[Saved entries]

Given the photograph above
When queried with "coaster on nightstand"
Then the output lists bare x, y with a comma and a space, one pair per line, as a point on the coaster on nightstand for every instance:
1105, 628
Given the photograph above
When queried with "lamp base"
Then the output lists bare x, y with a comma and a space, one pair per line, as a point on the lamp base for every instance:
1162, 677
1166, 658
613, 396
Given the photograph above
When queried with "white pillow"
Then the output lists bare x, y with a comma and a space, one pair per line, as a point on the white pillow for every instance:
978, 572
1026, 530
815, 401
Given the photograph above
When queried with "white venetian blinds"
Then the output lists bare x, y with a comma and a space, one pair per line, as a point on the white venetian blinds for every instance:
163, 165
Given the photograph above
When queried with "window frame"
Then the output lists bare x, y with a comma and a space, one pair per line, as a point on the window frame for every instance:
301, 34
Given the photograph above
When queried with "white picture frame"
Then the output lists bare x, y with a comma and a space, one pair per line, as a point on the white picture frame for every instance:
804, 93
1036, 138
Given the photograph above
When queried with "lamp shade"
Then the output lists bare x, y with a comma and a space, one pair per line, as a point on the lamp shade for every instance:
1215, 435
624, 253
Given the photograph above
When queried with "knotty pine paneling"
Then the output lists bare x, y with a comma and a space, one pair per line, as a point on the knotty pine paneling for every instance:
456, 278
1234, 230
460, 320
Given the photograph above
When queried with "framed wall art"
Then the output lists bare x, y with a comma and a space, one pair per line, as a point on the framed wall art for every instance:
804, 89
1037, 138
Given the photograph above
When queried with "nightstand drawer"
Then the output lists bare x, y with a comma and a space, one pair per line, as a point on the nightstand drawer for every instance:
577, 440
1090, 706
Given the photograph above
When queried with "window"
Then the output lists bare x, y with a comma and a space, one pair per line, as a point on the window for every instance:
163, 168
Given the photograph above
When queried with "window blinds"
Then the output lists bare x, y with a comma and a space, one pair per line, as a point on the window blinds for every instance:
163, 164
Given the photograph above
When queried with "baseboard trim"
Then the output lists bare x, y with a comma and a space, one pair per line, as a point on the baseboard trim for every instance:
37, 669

### [DESCRIPTION OF THE TASK]
Would you retype the records above without changing a word?

### [RESULT FOR THIS TASK]
Given the photograph above
When queried with "coaster on nightstand"
Then the output lists bare x, y with a comma and a space, one pair per line, as a point on the coaster on nightstand for every instance:
1105, 628
Given the photograph above
When queried with "lamp base"
Then the output lists bare x, y with a comma and a space, one pair per line, as a point on the lamp base for every instance:
1162, 677
1166, 658
613, 396
Given the photograph above
When queried with "white pillow"
Then the output lists bare x, y with a comma and a space, one pair per line, as a point on the white pillow for every instance:
978, 572
1026, 530
815, 401
Given the photograph above
When queried with "white venetian blinds"
Then the output lists bare x, y with a comma and a space, one pair per line, as a point on the white venetian blinds for every instance:
163, 165
Given the photograph above
When queried with "window frame"
Then the output lists bare x, y with a comma and a space, one pair per line, as a point on the window frame for every instance:
301, 34
Given the photograph above
When queried with "white picture frame"
Then the output lists bare x, y with a comma and a space, one pair per line, as a point on the white picture frame for every instance:
804, 93
1036, 138
Given the photograph above
When queried with "lamp shade"
Then the output lists bare x, y with a comma and a space, one pair per line, as a point on the lamp shade for every instance:
1215, 435
624, 253
Given the photograph above
When queried with "knotty pine paneling"
Then the output lists bare x, y with a comma and a space, one pair per line, as a point on the knotty pine paneling for every instance:
456, 278
1234, 230
460, 320
Given the photograph above
When queried with "framed wall art"
Then the output lists bare x, y with a comma and a space, one pair per line, as a point on the framed wall art for every instance:
804, 89
1037, 138
Given the photograph above
When queried with "nightstand drawer"
Then the output lists bare x, y with a comma and a space, one pair per line, as a point on the nightstand drawer for every instance:
577, 440
1090, 706
Given the photograph above
When queried with "window"
Then the output lists bare x, y with a comma and a space, one pair per line, as a point on the window for every instance:
163, 168
Given the photograph above
When queried with "window blinds"
Then the output lists bare x, y with a comma and a space, one pair per line, as a point on the window blinds for every instance:
163, 164
Given the photograph above
When queried with "baseboard trim"
Then the output lists bare x, y with a comma and a space, one pair per line, as a point on the baseboard trim for every instance:
37, 669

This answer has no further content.